**WORK TO BE COMPLETED**:
Starting with the line that contains "section and report the position of each.", reproduce each line through the end of the entries exactly as written.

**Entries taken from a collection**:

+===+

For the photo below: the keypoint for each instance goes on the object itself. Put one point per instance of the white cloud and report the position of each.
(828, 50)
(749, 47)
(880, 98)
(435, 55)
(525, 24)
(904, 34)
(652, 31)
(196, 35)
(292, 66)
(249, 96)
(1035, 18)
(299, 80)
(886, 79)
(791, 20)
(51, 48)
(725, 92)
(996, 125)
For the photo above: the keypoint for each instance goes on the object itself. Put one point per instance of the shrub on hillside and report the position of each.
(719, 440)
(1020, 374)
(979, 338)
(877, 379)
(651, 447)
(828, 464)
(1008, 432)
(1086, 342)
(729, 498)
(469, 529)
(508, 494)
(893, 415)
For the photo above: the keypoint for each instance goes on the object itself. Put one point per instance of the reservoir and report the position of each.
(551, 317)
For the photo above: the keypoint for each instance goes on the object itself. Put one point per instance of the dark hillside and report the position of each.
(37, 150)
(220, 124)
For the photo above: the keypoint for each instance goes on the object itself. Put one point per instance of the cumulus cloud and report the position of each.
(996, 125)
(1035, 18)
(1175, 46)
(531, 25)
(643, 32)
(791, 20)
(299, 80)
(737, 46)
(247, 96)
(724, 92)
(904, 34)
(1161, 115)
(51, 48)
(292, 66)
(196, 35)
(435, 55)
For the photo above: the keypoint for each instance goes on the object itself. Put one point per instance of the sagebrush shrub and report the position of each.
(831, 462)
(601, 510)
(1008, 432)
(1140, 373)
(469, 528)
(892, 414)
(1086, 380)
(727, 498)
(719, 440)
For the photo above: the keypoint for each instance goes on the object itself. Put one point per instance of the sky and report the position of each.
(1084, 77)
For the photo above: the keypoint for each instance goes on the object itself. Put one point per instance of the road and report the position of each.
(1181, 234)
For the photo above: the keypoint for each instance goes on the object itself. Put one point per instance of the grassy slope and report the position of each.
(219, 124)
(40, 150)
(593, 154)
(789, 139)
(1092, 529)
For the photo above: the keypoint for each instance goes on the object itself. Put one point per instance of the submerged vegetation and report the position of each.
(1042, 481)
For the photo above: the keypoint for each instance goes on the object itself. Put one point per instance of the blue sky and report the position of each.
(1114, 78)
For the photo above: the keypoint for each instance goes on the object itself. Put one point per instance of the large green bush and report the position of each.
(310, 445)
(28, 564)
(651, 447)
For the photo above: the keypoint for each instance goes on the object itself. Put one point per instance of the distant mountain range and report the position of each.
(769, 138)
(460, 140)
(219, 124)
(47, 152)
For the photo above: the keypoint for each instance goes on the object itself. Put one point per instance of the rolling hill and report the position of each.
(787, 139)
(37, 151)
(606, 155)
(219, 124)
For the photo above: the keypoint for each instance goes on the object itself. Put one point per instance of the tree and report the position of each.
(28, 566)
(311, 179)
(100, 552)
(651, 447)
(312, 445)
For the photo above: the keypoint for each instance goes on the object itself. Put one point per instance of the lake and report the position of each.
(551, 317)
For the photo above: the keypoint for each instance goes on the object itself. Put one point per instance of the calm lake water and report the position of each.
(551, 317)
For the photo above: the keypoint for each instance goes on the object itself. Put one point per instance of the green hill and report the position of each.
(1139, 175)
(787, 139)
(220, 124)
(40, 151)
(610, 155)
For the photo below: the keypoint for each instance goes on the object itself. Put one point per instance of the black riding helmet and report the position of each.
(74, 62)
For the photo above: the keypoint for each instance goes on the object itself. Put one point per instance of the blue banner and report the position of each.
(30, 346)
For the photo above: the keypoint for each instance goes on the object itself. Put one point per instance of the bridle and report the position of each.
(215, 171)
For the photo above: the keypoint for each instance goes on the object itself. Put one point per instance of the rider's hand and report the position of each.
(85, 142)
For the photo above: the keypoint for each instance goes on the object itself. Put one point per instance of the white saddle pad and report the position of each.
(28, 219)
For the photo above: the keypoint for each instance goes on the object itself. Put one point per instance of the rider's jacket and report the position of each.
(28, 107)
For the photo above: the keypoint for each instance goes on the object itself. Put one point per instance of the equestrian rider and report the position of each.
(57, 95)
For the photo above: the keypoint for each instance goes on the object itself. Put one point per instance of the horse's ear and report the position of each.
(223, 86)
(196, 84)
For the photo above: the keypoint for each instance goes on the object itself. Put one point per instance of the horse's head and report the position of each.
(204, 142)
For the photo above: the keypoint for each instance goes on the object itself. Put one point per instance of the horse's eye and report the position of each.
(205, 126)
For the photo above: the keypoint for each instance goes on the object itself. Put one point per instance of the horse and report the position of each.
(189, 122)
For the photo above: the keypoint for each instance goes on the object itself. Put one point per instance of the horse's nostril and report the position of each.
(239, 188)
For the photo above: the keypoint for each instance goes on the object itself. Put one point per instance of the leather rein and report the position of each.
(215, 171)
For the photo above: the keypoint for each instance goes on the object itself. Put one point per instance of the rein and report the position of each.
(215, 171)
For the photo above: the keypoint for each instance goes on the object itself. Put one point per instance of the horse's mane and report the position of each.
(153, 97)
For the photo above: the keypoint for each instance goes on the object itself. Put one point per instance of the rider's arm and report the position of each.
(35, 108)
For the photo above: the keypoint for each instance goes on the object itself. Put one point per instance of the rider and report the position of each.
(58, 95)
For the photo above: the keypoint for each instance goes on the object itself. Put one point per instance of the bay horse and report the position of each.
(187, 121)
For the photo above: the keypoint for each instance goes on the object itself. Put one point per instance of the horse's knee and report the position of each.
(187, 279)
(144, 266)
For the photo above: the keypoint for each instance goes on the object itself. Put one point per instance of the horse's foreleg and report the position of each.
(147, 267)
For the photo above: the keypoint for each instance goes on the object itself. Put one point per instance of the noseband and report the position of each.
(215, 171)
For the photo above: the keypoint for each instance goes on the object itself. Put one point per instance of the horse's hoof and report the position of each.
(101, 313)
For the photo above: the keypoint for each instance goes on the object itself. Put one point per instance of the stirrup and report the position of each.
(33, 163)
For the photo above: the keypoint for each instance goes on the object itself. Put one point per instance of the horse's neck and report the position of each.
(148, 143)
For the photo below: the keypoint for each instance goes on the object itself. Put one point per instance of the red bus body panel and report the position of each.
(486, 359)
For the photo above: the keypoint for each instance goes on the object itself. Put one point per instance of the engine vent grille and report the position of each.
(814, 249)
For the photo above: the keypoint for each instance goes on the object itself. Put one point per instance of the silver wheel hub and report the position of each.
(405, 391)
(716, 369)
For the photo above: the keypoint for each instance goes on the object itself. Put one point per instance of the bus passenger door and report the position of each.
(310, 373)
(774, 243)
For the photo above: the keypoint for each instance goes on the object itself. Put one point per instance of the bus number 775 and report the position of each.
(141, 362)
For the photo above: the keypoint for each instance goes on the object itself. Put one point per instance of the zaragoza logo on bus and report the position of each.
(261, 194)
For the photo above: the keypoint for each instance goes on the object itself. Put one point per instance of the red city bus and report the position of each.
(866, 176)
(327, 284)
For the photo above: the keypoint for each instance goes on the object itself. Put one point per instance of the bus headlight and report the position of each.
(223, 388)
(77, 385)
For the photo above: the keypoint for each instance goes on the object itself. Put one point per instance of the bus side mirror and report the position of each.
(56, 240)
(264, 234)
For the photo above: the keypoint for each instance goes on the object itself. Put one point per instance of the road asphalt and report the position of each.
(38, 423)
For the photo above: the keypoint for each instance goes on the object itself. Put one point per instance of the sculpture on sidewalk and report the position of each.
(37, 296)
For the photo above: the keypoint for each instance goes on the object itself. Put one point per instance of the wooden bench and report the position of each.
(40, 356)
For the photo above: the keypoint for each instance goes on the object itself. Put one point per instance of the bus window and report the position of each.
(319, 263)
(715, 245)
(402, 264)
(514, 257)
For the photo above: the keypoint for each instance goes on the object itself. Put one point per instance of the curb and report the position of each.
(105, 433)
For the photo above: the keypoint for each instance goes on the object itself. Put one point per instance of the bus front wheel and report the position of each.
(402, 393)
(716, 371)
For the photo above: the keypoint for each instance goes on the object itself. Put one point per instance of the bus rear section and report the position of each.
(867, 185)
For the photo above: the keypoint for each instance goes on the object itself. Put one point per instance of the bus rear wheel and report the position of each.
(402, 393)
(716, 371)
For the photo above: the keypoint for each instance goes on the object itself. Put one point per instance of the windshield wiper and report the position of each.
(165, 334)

+===+

**WRITTEN SOLUTION**:
For the photo above: the keypoint for each instance goes on the object itself. Put one point per instance of the bus rear section and report the position of each.
(867, 185)
For the photo above: the keypoint for each instance goes on the object itself. Put one point per instance of the bus rear wheel and report the position of each.
(402, 393)
(716, 371)
For the photo above: the keypoint for each instance goes on the object itself. Put one point per instance of the windshield wiper and report the position of each.
(165, 334)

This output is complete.